Board Attendance and Annual Meeting Policy. Directors are expected to attend the Corporation’s annual meeting of stockholders, board meetings and meetings of the committees on which they serve. In 2003, there were nine meetings of the Board, and each of the directors attended at least 75% of the meetings of the Board and committees on which he or she served. In addition, all of the members of the Board attended the 2003 annual meeting of stockholders.

 

Board Committee Membership and Meetings. The Board has established various committees to assist the Board in fulfilling its responsibilities. All of the members of the committees are nominated by the corporate governance committee and appointed by the Board. Descriptions of the audit committee, compensation committee and corporate governance committee are provided below. These descriptions are qualified in their entirety by the full text of the written committee charters that may be found on the Corporation’s website as described above. The audit committee charter is also attached as Appendix B.

 

    Audit Committee. The audit committee consists of four directors, all of whom are independent under the NYSE rules, the Director Independence Categorical Standards and other SEC rules and regulations applicable to audit committees. The Board has determined that each of the current members of the audit committee, Messrs. Guinn (chair), Barnet, May and McMillan, qualify as audit committee financial experts.

[Jobs]
(1) Please copy the stretch from "Audit Committee. The" through "committee financial experts." in the board governance passage.
(2) Translate this sentence from the board governance passage into Spanish: "The Board has established various committees to assist the Board in fulfilling its responsibilities."
(3) Extend the board governance passage beyond its final sentence.

[Dataset rows]
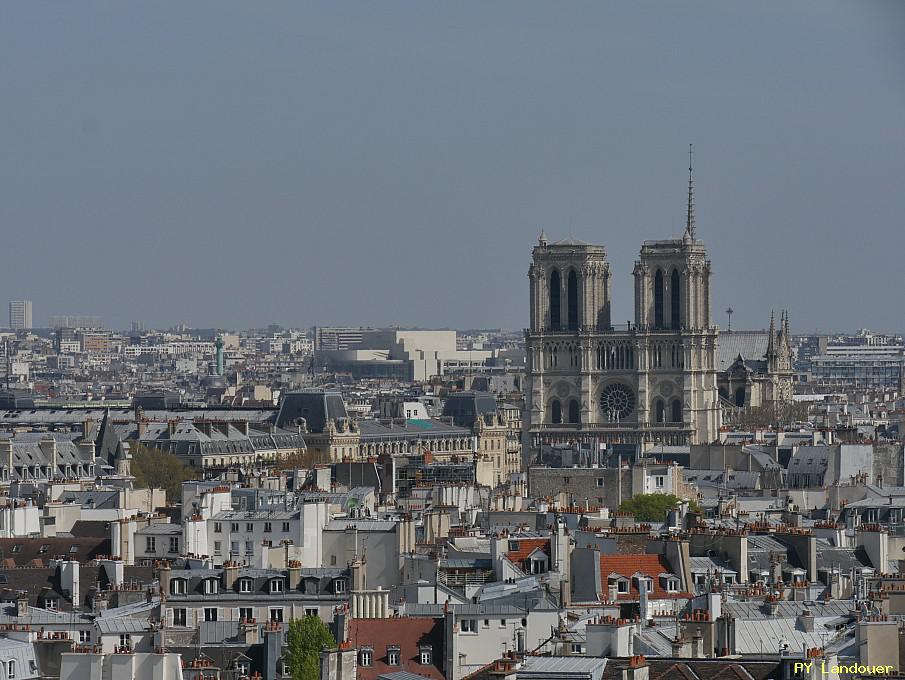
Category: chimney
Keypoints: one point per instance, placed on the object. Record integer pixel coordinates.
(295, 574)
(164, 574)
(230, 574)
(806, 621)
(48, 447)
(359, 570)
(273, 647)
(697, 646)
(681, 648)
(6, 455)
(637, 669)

[Answers below]
(1)
Audit Committee. The audit committee consists of four directors, all of whom are independent under the NYSE rules, the Director Independence Categorical Standards and other SEC rules and regulations applicable to audit committees. The Board has determined that each of the current members of the audit committee, Messrs. Guinn (chair), Barnet, May and McMillan, qualify as audit committee financial experts.

(2) El Consejo ha establecido diversos comités para ayudar al Consejo a cumplir con sus responsabilidades.

(3)
 

The audit committee assists the Board in monitoring: (i) the effectiveness of the Corporation’s system of internal controls; (ii) the integrity of the consolidated financial statements of the Corporation; and (iii) the compliance by the Corporation with legal and regulatory requirements. The audit committee has direct responsibility for the corporate audit function and the independent accountant (including oversight of the independent accountant’s appointment, compensation, qualifications and independence). The audit committee reviews annually the scope of the proposed internal audit, external audit, and credit review activities and also reviews the actual coverage of those activities. The audit committee also reviews annually, together with management, the independent public accountant and the Corporation’s general auditor, the contents and conclusions of the audited financial statements. During 2003, the audit committee held twelve meetings.

 

    Compensation Committee. The compensation committee consists of four directors, all of whom are independent under the NYSE rules and the Director Independence Categorical Standards. The following directors are current members of the compensation committee: Messrs. Coker (chair), Countryman, Fulton and Sloan. The compensation committee provides overall guidance with respect to the establishment, maintenance and administration of the Corporation’s compensation programs and employee benefit plans, including reviewing and approving the chief executive officer’s and other executive officers’ compensation. The compensation committee also reviews and makes recommendations to the Board as to the form and amount of compensation for the Corporation’s directors. During 2003, the compensation committee held four meetings.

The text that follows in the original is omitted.